Data section below:
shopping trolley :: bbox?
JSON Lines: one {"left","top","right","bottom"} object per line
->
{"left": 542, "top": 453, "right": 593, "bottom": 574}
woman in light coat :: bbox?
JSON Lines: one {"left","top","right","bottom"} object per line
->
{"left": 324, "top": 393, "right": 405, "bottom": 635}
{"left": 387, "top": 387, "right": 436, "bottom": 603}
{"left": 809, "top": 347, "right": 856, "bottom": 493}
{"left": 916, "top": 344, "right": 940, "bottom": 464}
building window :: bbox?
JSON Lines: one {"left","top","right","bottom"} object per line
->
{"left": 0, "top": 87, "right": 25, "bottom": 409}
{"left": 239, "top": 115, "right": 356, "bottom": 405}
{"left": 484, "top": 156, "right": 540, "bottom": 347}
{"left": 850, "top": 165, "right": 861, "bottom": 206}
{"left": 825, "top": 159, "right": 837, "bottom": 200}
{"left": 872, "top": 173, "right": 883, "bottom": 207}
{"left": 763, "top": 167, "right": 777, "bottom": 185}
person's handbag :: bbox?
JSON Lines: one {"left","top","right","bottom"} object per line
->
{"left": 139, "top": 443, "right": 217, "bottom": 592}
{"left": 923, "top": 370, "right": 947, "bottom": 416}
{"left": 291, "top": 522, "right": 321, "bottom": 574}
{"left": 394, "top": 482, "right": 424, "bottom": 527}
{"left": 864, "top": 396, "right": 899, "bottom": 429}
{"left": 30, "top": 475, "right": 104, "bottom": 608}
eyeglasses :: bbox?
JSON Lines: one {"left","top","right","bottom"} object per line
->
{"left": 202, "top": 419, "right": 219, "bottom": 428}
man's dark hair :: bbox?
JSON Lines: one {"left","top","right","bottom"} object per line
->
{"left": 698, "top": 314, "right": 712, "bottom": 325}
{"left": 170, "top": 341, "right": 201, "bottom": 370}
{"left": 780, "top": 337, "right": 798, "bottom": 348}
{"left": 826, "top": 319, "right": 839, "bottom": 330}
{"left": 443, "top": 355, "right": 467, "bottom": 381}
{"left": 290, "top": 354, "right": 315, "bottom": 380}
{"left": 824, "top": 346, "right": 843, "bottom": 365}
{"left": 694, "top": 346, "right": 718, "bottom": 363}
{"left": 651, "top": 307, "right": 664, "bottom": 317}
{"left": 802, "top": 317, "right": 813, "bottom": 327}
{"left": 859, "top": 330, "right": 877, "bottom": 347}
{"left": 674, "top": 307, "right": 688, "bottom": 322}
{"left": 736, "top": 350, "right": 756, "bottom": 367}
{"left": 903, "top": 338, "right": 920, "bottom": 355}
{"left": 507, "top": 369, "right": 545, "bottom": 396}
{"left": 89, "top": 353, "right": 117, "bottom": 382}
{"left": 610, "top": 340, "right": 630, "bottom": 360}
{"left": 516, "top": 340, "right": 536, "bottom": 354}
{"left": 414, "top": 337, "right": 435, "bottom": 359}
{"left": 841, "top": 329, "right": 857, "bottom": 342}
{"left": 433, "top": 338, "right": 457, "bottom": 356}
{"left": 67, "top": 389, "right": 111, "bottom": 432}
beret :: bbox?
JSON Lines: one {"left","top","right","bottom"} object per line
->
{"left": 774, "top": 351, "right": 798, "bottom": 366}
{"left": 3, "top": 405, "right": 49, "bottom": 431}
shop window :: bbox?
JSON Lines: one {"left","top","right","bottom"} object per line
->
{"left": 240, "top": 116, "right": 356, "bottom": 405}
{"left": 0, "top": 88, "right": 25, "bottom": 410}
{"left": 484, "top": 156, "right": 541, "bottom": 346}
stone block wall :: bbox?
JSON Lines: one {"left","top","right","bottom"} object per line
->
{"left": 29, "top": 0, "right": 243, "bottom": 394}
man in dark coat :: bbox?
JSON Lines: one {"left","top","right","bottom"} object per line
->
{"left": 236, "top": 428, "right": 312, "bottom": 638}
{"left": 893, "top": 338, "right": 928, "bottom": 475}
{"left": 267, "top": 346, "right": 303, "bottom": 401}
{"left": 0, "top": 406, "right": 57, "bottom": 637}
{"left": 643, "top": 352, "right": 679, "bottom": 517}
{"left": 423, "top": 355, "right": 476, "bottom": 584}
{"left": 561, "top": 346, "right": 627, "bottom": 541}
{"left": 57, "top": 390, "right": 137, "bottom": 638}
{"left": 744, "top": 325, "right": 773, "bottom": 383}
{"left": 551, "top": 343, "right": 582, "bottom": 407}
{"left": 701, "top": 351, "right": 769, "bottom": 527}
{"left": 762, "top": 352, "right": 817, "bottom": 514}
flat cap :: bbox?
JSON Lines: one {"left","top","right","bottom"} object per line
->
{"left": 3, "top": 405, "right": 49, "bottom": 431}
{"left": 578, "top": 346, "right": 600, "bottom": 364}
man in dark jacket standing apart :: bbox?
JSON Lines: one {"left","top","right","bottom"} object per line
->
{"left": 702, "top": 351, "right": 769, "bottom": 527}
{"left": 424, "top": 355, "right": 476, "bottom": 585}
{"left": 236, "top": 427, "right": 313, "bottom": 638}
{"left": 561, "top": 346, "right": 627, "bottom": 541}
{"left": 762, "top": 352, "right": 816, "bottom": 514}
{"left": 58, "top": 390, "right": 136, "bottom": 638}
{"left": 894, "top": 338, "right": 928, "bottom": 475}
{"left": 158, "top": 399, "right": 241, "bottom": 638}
End of Data section.
Repeat the data verbatim, line after line, leaving nothing out.

shopping trolley :: bbox?
JSON Lines: one {"left","top","right","bottom"} object per line
->
{"left": 542, "top": 453, "right": 593, "bottom": 574}
woman in light coat :: bbox?
JSON Lines: one {"left","top","right","bottom"} object per line
->
{"left": 324, "top": 393, "right": 405, "bottom": 635}
{"left": 387, "top": 387, "right": 436, "bottom": 603}
{"left": 809, "top": 347, "right": 856, "bottom": 493}
{"left": 916, "top": 344, "right": 940, "bottom": 464}
building window :: bbox?
JSON Lines: one {"left","top","right","bottom"} object per line
->
{"left": 0, "top": 87, "right": 25, "bottom": 409}
{"left": 239, "top": 115, "right": 356, "bottom": 405}
{"left": 484, "top": 156, "right": 540, "bottom": 347}
{"left": 850, "top": 165, "right": 861, "bottom": 206}
{"left": 825, "top": 159, "right": 837, "bottom": 200}
{"left": 872, "top": 173, "right": 883, "bottom": 207}
{"left": 763, "top": 167, "right": 777, "bottom": 185}
person's handbag :: bbox?
JSON Lines: one {"left","top","right","bottom"} object per line
->
{"left": 139, "top": 443, "right": 217, "bottom": 592}
{"left": 923, "top": 370, "right": 947, "bottom": 416}
{"left": 291, "top": 522, "right": 321, "bottom": 574}
{"left": 394, "top": 482, "right": 424, "bottom": 527}
{"left": 864, "top": 396, "right": 899, "bottom": 429}
{"left": 30, "top": 475, "right": 104, "bottom": 608}
eyeglasses :: bbox?
JSON Lines: one {"left","top","right","bottom"} object per line
->
{"left": 202, "top": 419, "right": 219, "bottom": 428}
man's dark hair :: bbox?
JSON Lines: one {"left","top","right","bottom"} object per line
->
{"left": 698, "top": 314, "right": 712, "bottom": 325}
{"left": 170, "top": 341, "right": 201, "bottom": 370}
{"left": 780, "top": 337, "right": 798, "bottom": 348}
{"left": 826, "top": 319, "right": 839, "bottom": 330}
{"left": 443, "top": 355, "right": 467, "bottom": 381}
{"left": 290, "top": 354, "right": 315, "bottom": 380}
{"left": 824, "top": 346, "right": 843, "bottom": 365}
{"left": 694, "top": 346, "right": 718, "bottom": 363}
{"left": 651, "top": 307, "right": 664, "bottom": 317}
{"left": 802, "top": 317, "right": 813, "bottom": 327}
{"left": 859, "top": 330, "right": 877, "bottom": 347}
{"left": 674, "top": 307, "right": 688, "bottom": 322}
{"left": 736, "top": 350, "right": 756, "bottom": 367}
{"left": 903, "top": 338, "right": 920, "bottom": 355}
{"left": 507, "top": 369, "right": 545, "bottom": 396}
{"left": 89, "top": 353, "right": 117, "bottom": 382}
{"left": 610, "top": 340, "right": 630, "bottom": 360}
{"left": 516, "top": 340, "right": 536, "bottom": 354}
{"left": 414, "top": 337, "right": 435, "bottom": 359}
{"left": 841, "top": 329, "right": 857, "bottom": 342}
{"left": 433, "top": 338, "right": 457, "bottom": 356}
{"left": 67, "top": 389, "right": 111, "bottom": 432}
beret :: bbox?
JSON Lines: one {"left","top","right","bottom"} object per line
->
{"left": 774, "top": 351, "right": 798, "bottom": 366}
{"left": 3, "top": 405, "right": 49, "bottom": 431}
shop window :: bbox?
JSON Lines: one {"left","top","right","bottom"} object per line
->
{"left": 240, "top": 116, "right": 356, "bottom": 405}
{"left": 0, "top": 88, "right": 25, "bottom": 410}
{"left": 484, "top": 156, "right": 541, "bottom": 346}
stone block wall :: bbox?
JSON Lines: one {"left","top","right","bottom"} object per line
->
{"left": 29, "top": 0, "right": 243, "bottom": 394}
man in dark coat :: bbox?
JSON Lines: one {"left","top","right","bottom"} object per line
->
{"left": 236, "top": 428, "right": 312, "bottom": 638}
{"left": 893, "top": 338, "right": 928, "bottom": 475}
{"left": 267, "top": 346, "right": 303, "bottom": 401}
{"left": 0, "top": 406, "right": 57, "bottom": 637}
{"left": 643, "top": 352, "right": 679, "bottom": 517}
{"left": 423, "top": 355, "right": 476, "bottom": 584}
{"left": 561, "top": 346, "right": 627, "bottom": 541}
{"left": 57, "top": 390, "right": 137, "bottom": 638}
{"left": 744, "top": 325, "right": 773, "bottom": 383}
{"left": 551, "top": 343, "right": 582, "bottom": 407}
{"left": 701, "top": 351, "right": 769, "bottom": 527}
{"left": 762, "top": 352, "right": 817, "bottom": 514}
flat cap :: bbox?
JSON Lines: one {"left","top","right","bottom"} object per line
->
{"left": 3, "top": 405, "right": 49, "bottom": 431}
{"left": 578, "top": 346, "right": 600, "bottom": 364}
man in dark jacket standing apart :: bbox?
JSON Lines: one {"left","top","right","bottom"} object per line
->
{"left": 702, "top": 351, "right": 769, "bottom": 527}
{"left": 424, "top": 355, "right": 476, "bottom": 585}
{"left": 236, "top": 427, "right": 313, "bottom": 638}
{"left": 561, "top": 346, "right": 627, "bottom": 541}
{"left": 762, "top": 352, "right": 816, "bottom": 514}
{"left": 58, "top": 390, "right": 136, "bottom": 638}
{"left": 894, "top": 338, "right": 928, "bottom": 475}
{"left": 158, "top": 399, "right": 241, "bottom": 638}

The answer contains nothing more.